--- BEGIN Data shown ---
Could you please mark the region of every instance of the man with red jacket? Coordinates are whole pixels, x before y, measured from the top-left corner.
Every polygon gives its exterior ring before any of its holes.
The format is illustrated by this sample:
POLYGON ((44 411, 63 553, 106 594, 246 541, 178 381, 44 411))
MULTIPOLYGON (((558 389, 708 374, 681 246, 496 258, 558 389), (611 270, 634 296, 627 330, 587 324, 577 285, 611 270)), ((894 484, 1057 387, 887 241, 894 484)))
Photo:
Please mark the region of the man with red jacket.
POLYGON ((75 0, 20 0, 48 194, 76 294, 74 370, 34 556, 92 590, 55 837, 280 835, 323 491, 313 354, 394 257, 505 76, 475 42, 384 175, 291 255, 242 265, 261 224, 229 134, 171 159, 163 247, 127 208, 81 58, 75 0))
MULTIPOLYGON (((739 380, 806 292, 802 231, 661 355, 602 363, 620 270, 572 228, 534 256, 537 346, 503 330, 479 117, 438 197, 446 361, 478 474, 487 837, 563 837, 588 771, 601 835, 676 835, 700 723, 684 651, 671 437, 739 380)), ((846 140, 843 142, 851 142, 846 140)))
--- END Data shown ---
What to work on
Lay out every line of the items above as a Markdown table with two columns, Row and Line, and number the rows in order. Leave out any blank lines.

Correct answer
| Row | Line |
|---|---|
| 1 | Could you please mark the region of every instance of the man with red jacket? Coordinates are whole pixels, x before y, measured from the top-left corner. |
| 2 | Every polygon gives its exterior ring before any of its holes. |
| 3 | The format is illustrated by this sample: |
| 4 | POLYGON ((44 411, 63 553, 106 594, 246 541, 178 381, 44 411)) |
| 5 | MULTIPOLYGON (((558 389, 708 374, 681 246, 496 258, 558 389), (611 270, 634 296, 627 330, 587 324, 577 285, 611 270)), ((894 484, 1057 387, 887 241, 894 484))) |
| 6 | Photo: |
| 7 | Please mark the region of the man with red jacket. |
| 8 | POLYGON ((75 0, 20 0, 48 194, 76 294, 74 370, 34 556, 92 590, 55 837, 280 835, 323 491, 313 354, 394 257, 505 76, 475 42, 384 175, 291 255, 242 265, 261 224, 229 134, 171 159, 163 247, 127 208, 81 58, 75 0)) |
| 9 | MULTIPOLYGON (((739 380, 806 292, 802 231, 661 355, 602 363, 620 270, 572 228, 534 256, 537 346, 503 330, 479 117, 438 197, 446 361, 478 474, 487 837, 563 837, 588 771, 601 835, 676 835, 700 723, 684 651, 671 437, 739 380)), ((846 140, 843 142, 851 142, 846 140))) |